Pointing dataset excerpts
# # # #
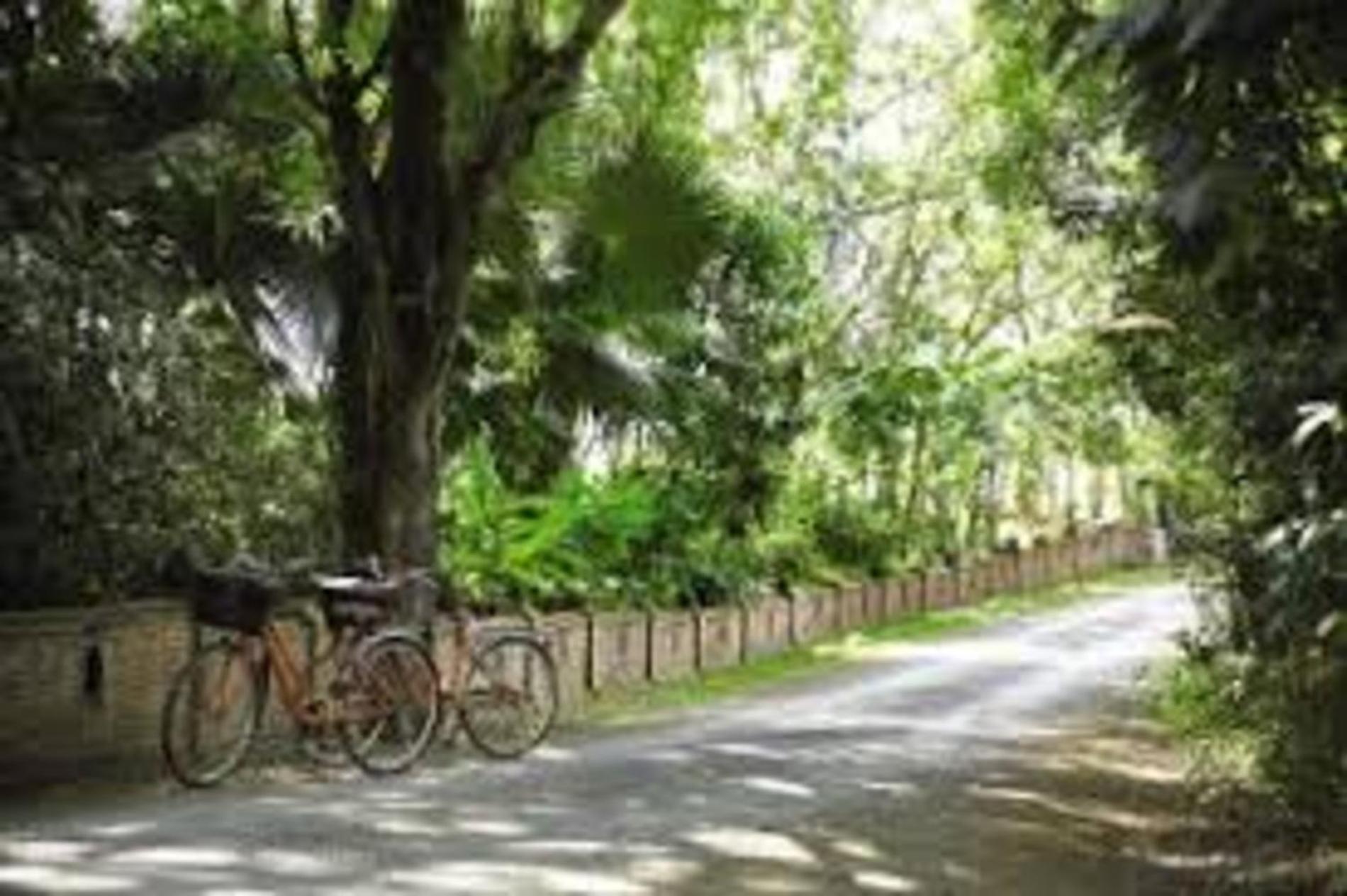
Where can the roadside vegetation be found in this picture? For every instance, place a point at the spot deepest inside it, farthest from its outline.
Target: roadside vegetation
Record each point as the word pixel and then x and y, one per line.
pixel 649 303
pixel 1212 138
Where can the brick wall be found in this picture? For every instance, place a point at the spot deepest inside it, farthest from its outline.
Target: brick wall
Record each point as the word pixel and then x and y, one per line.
pixel 84 689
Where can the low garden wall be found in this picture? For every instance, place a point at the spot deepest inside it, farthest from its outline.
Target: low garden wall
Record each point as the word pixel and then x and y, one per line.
pixel 82 689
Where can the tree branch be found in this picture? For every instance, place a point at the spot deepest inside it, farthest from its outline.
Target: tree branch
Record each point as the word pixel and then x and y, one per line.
pixel 308 86
pixel 376 65
pixel 540 84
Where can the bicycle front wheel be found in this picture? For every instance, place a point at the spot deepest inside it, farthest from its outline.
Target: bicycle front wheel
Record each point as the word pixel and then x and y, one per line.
pixel 389 704
pixel 212 715
pixel 511 698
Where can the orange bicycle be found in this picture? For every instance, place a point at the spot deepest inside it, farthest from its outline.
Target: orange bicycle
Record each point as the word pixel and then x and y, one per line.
pixel 379 705
pixel 500 683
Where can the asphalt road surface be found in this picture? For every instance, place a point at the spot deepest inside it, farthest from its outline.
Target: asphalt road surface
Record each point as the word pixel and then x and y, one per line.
pixel 926 768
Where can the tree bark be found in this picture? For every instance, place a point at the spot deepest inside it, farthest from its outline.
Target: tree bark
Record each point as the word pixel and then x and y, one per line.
pixel 406 255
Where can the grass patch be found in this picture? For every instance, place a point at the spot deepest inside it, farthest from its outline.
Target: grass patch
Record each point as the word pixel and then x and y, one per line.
pixel 637 704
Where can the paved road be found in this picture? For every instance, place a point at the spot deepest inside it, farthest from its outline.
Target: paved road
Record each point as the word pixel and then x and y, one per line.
pixel 923 770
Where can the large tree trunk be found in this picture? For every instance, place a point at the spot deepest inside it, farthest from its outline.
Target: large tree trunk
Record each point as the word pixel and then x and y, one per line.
pixel 411 198
pixel 390 468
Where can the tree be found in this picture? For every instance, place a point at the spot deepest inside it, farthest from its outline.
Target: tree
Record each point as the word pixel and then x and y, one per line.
pixel 418 155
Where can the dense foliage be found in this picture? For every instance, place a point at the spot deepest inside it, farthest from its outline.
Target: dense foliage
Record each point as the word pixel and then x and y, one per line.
pixel 722 329
pixel 1229 242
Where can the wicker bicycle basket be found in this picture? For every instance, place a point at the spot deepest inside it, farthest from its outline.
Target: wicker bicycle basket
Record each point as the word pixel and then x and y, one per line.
pixel 237 604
# # # #
**Set problem:** Retype all the records shown above, character for character. Omit every picture.

**Answer to the task:**
Where can the roadside vegetation be found in this picture? For every instance, place a point at the spot deepest inside it, farthest from its outline.
Target: roadside vegetation
Record each point as the word pixel and then x and y, one per line.
pixel 649 303
pixel 1212 138
Where can the brick wall be found in this picture? For every instance, place a point at the spot deepest inside it, farthest from its outline.
Target: brick wall
Record each point as the word pixel and then x and y, one per line.
pixel 84 689
Where can the low garden wall be found in this picture? For every instance, place a point at the spot deepest inside it, farthest from its outline.
Target: low garden wall
Record each point as the word pixel and then x and y, one per line.
pixel 82 689
Where can the tree branch be found in this picture? For every instance, place a point at the spot deepest inside it, farthest from its outline.
Target: tree branch
Record each point as the word pixel and then x and y, one per line.
pixel 308 86
pixel 376 65
pixel 540 84
Where can the bicycle front wheel be found in this picture? For every instance, place a point at the spot deepest inside it, farthest from its outline.
Target: bicycle front wheel
Record each point as the word pixel and then x and y, one per line.
pixel 389 704
pixel 212 715
pixel 511 698
Where can the orange bicycle be found in this picture? For every instance, place a point at the spot deepest inside it, farthest from its outline.
Target: orange bicycle
Record each point as the word pixel and then x and y, one per line.
pixel 379 705
pixel 500 683
Where can the asphalt road surface be found in this picture? For every instance, place a point at the spot deepest inside it, farthest from its outline.
Target: asphalt road surface
Record each point as the word pixel and then x and y, one per line.
pixel 926 768
Where can the tree bark be found in this picture? For every instance, place a point at the spot deepest inside it, farthest from its outline.
Target: tree bark
Record each point as the word pixel and then x and y, one per line.
pixel 406 255
Where can the grass patch be found in this picture? For every instance, place a point at the spot deepest inside it, farthest from its outline.
Target: grass patch
Record each point as the word pixel and then x and y, one per line.
pixel 637 704
Where can the paved road be found in this picture? For every instance, place a point at the spot deepest inside it, farthest from its outline.
Target: paved road
Record each point as the word pixel and then x and y, one per line.
pixel 923 770
Where can the large tree trunk be found in this picture? For every instance, place a point at the spot deepest inside it, farthest from its outline.
Target: large tree trunk
Record each point as the word pixel and then x and y, one per line.
pixel 411 198
pixel 390 468
Where can the tree be found in this picture? For every instance, place a point at the spot deepest inside it, farthest from its outline.
Target: tree
Record each point as the word pixel and then x and y, one per line.
pixel 418 155
Where can the dense foliage be found in this picture? For every instance, place a point at the spot deepest inside it, farthest from its outline.
Target: dense foliage
Record each point as the word pixel and then x and y, one per line.
pixel 722 329
pixel 1229 242
Where can the wicker bicycle basket be found in this picture? For every instance, place a point at the spot deepest inside it, farthest from its outline.
Target: wicker bicycle basket
Record each point as the word pixel and then x and y, one per line.
pixel 237 604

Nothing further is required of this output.